What to do
Pull from the data below each line where the word "Label" occurs, and copy it.

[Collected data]
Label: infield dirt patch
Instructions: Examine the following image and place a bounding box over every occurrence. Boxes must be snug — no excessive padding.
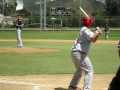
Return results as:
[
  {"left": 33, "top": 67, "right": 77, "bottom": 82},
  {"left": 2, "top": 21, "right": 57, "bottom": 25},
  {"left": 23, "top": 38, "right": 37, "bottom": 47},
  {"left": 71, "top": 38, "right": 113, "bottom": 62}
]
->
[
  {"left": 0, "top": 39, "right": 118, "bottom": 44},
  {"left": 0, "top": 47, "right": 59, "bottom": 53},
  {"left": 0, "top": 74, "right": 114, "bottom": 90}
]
---
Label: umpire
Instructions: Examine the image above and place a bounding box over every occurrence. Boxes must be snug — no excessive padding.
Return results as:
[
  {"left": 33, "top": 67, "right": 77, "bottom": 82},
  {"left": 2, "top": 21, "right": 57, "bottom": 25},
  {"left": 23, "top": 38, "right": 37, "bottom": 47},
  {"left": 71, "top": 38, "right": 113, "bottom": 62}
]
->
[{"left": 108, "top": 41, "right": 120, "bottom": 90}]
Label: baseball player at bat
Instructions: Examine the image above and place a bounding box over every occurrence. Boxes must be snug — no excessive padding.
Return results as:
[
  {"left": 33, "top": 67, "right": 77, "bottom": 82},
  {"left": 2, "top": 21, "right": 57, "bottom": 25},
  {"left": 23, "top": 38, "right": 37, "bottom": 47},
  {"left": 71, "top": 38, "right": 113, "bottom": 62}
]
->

Expected answer
Label: infield dirt patch
Label: umpire
Label: baseball player at bat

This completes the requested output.